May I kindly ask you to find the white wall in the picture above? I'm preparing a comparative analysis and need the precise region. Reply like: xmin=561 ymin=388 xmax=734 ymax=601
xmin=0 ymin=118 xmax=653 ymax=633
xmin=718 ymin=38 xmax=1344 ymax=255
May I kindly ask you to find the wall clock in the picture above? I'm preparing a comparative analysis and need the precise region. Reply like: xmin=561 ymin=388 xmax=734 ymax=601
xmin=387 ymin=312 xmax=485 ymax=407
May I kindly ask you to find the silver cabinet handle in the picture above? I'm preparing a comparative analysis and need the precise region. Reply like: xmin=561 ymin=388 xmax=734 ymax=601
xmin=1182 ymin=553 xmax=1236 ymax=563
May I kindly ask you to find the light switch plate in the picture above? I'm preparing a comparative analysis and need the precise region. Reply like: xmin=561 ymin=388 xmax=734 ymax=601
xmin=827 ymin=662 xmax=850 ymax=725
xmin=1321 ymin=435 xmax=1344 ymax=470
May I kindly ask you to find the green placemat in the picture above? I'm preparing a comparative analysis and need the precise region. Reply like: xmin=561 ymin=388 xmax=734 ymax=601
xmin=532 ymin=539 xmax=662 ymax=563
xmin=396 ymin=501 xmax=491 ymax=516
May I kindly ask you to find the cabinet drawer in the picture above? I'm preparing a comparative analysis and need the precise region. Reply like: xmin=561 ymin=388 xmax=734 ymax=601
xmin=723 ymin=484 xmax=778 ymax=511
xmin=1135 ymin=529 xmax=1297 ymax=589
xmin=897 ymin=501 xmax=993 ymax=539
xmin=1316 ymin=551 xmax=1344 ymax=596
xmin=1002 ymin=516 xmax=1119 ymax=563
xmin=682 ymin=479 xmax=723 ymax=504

WHAT IS REQUIRED — Quote every one of the records above word for word.

ANSWER IN FULL —
May I kindly ask you to find the white wall in the picture above? I'm preparing a comparative analysis and need the precise region. Reply like: xmin=561 ymin=388 xmax=734 ymax=601
xmin=0 ymin=118 xmax=653 ymax=633
xmin=718 ymin=38 xmax=1344 ymax=255
May I kindly ask you to find the wall clock in the picture above? I'm preparing a comparative analysis and need the precise region. Reply like: xmin=561 ymin=388 xmax=734 ymax=601
xmin=387 ymin=312 xmax=485 ymax=407
May I kindly ask you to find the silver cabinet handle in the picture above? I'm preparing a comparative analysis and need the precise region. Reply like: xmin=561 ymin=388 xmax=734 ymax=601
xmin=1182 ymin=553 xmax=1236 ymax=563
May I kindly ask you to find the light switch plate in the picture above? I'm preparing a comparative analysis and need the precise region. Reply like: xmin=561 ymin=388 xmax=734 ymax=601
xmin=827 ymin=662 xmax=850 ymax=725
xmin=1321 ymin=435 xmax=1344 ymax=470
May I kindly ask you to find the green placemat in the picture above? I'm preparing a comparative analysis and need the precise region. Reply like: xmin=561 ymin=388 xmax=734 ymax=601
xmin=532 ymin=539 xmax=662 ymax=563
xmin=396 ymin=501 xmax=491 ymax=516
May I kindly ask you to find the cabinet drawer in the picture above? I'm preparing a comparative analysis and need the precise region. Reply like: xmin=561 ymin=388 xmax=734 ymax=601
xmin=723 ymin=484 xmax=778 ymax=511
xmin=1135 ymin=529 xmax=1297 ymax=589
xmin=897 ymin=501 xmax=993 ymax=539
xmin=1316 ymin=551 xmax=1344 ymax=596
xmin=1002 ymin=516 xmax=1119 ymax=563
xmin=682 ymin=479 xmax=723 ymax=504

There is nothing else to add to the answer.